The task » Rewrite the records from the line with "of the large" to the line with "x=398, y=141", putting "places a pin" in place of "pins a marker" and changing nothing else.

Collection entries »
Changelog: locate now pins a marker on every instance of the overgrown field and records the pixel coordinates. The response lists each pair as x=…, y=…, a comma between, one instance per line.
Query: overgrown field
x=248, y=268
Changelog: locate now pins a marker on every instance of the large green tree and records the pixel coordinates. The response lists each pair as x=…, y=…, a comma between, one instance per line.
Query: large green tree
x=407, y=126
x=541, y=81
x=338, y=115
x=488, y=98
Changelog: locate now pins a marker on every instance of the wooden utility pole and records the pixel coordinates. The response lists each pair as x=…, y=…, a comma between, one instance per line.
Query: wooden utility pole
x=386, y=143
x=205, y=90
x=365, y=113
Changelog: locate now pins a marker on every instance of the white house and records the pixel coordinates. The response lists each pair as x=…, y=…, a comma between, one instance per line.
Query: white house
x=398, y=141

==

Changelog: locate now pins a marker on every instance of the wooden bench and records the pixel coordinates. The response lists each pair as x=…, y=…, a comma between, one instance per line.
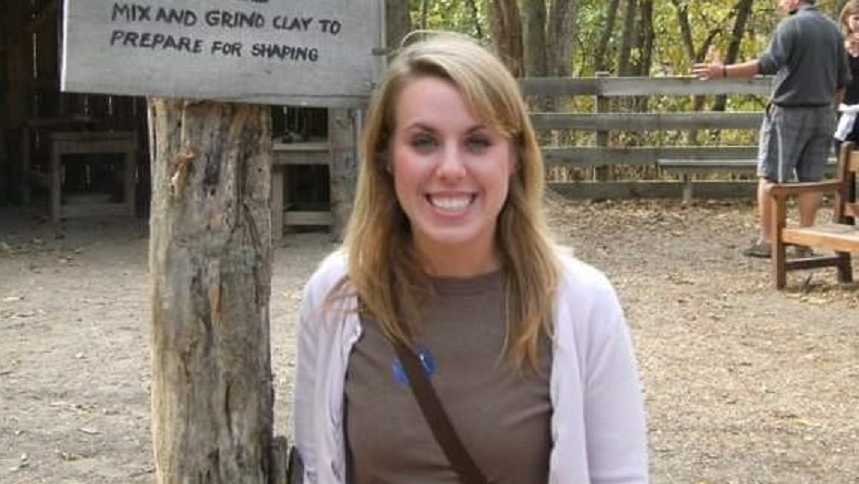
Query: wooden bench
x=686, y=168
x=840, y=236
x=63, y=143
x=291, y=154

---

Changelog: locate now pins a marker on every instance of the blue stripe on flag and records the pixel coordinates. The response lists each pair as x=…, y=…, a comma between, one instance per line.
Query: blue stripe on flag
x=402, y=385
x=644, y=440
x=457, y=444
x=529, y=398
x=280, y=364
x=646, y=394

Final result »
Changelog: locate now places a pin on every instance of the large green tree and records the pixel coordinates. The response lists each pair as x=…, y=…, a comma between, one instance per line.
Query: large green tree
x=407, y=126
x=541, y=81
x=338, y=115
x=488, y=98
Changelog: locate now places a pin on every instance of the wooden utility pole and records the pixel coordinates. The response lists each pair as x=…, y=…, a comma between, one instance per line.
Query: wooden utility pole
x=386, y=143
x=205, y=90
x=365, y=113
Changelog: locate now places a pin on every instance of the white house and records the pixel coordinates. The response lists each pair as x=…, y=…, a comma between, one instance per line.
Query: white house
x=398, y=141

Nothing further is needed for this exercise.